### Records for the task:
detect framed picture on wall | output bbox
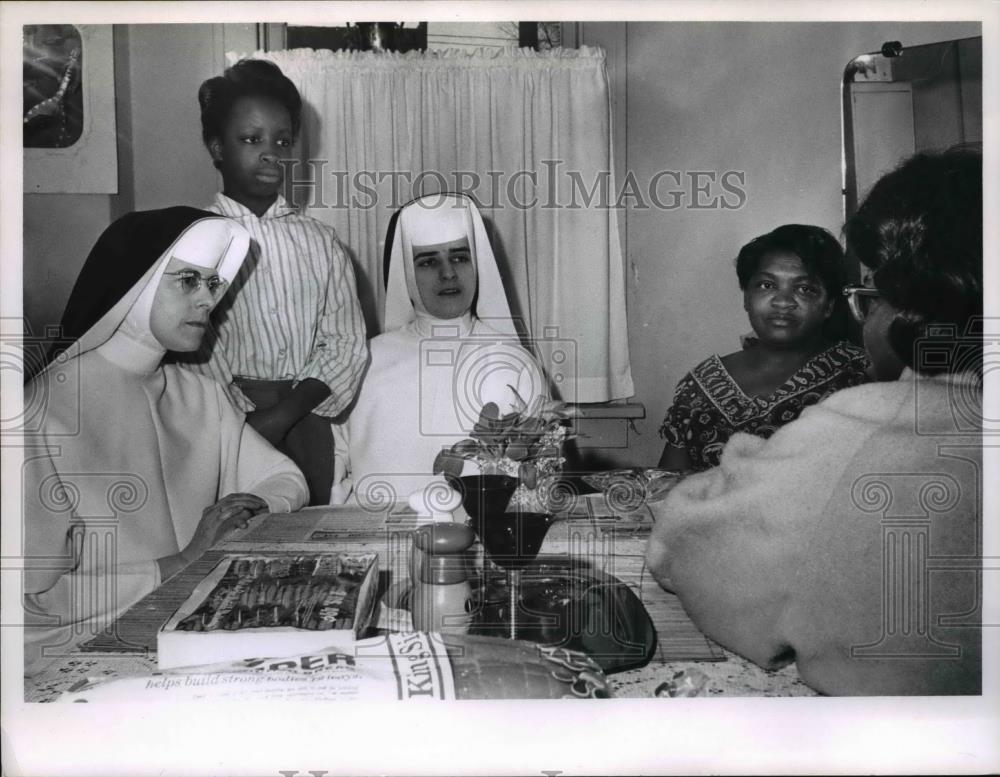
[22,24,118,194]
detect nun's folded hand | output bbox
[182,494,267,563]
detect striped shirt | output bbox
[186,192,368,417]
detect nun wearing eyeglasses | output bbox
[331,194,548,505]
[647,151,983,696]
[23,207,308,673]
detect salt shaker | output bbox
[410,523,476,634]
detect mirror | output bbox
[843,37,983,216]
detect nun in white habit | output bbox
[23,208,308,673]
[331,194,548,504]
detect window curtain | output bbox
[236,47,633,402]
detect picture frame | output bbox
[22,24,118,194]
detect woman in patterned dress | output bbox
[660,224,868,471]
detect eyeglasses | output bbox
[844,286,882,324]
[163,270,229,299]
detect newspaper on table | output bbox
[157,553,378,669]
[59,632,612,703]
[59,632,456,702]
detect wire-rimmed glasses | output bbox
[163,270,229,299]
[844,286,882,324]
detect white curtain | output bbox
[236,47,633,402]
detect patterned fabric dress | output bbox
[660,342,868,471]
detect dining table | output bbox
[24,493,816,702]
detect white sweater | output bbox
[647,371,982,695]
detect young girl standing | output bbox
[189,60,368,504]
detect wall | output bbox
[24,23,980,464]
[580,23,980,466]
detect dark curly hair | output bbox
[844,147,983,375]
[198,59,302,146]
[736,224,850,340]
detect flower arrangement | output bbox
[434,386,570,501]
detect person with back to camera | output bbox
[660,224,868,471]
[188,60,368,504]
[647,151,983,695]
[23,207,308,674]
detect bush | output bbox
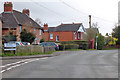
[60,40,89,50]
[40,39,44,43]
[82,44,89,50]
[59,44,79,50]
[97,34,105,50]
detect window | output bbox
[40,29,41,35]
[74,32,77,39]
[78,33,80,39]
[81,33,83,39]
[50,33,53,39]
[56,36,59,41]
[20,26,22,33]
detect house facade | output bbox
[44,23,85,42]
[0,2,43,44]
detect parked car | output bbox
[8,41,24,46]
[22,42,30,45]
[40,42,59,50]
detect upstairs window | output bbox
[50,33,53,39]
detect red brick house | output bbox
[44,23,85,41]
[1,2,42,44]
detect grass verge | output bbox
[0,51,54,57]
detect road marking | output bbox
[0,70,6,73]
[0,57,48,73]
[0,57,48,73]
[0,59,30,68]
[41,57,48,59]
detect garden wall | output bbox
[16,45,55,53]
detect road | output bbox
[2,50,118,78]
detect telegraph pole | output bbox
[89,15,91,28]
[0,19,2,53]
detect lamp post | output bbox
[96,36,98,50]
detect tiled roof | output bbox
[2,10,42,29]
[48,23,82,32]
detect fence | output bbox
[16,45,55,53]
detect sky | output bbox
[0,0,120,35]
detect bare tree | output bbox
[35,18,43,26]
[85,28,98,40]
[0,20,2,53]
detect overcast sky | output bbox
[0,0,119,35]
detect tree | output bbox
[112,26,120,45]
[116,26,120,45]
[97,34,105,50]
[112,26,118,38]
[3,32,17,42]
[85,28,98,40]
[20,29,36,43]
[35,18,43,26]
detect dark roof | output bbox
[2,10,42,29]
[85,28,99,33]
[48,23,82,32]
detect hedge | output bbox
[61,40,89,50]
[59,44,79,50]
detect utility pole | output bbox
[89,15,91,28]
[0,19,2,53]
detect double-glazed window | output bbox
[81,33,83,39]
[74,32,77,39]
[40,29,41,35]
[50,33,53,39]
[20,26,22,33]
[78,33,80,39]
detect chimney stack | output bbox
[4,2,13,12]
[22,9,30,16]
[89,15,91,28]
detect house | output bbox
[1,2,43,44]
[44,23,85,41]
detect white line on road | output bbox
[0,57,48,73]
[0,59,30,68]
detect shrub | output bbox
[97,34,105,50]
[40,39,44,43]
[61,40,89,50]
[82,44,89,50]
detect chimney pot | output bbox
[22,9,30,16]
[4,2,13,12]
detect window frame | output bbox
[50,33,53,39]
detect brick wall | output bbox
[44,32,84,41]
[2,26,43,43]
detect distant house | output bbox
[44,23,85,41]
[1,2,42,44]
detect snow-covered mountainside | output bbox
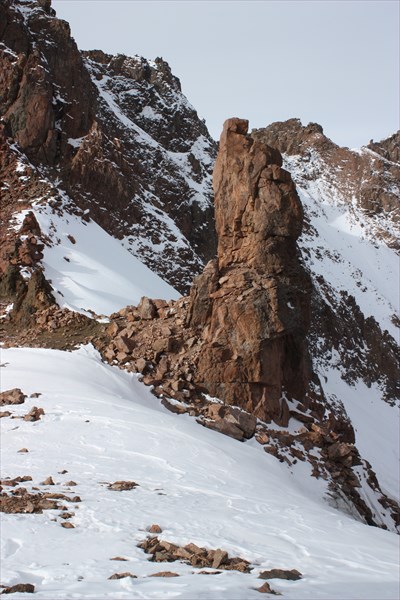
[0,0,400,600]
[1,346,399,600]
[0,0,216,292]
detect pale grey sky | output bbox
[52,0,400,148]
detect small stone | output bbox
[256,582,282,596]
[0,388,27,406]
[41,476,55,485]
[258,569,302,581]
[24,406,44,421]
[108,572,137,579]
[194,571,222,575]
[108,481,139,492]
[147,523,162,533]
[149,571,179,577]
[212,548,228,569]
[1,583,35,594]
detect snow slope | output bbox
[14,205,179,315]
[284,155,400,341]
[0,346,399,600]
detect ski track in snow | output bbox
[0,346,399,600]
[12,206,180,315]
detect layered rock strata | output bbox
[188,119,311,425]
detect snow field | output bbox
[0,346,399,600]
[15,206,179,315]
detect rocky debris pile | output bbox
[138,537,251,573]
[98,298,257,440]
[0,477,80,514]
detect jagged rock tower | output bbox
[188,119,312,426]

### To do:
Add 96 to every number in the bounding boxes and write out the rows again, requests included, from the start of the rows through the line with "[59,632,456,702]". Leave the pictures out.

### Solution to the exercise:
detect framed picture on wall | output bbox
[118,120,214,290]
detect nun's folded hand | output bbox
[278,590,363,659]
detect striped shirt | output bbox
[282,288,464,513]
detect nun wearing eyeglasses | output bbox
[427,290,644,601]
[743,247,1079,792]
[119,303,404,769]
detect salt shaker | output bbox
[506,619,572,730]
detect mirror | output bbox
[939,133,1079,312]
detect nun in white habit | output bbox
[119,304,404,769]
[427,290,644,600]
detect window curtain | output bbox
[332,143,729,498]
detect picture frame | output bbox
[118,120,214,290]
detect woman in patterned dress | output bbox
[756,320,964,567]
detect eyeglasses | output bbox
[940,382,978,420]
[259,366,325,395]
detect newspaper on table | output bbox
[253,649,474,765]
[155,728,708,799]
[155,728,552,798]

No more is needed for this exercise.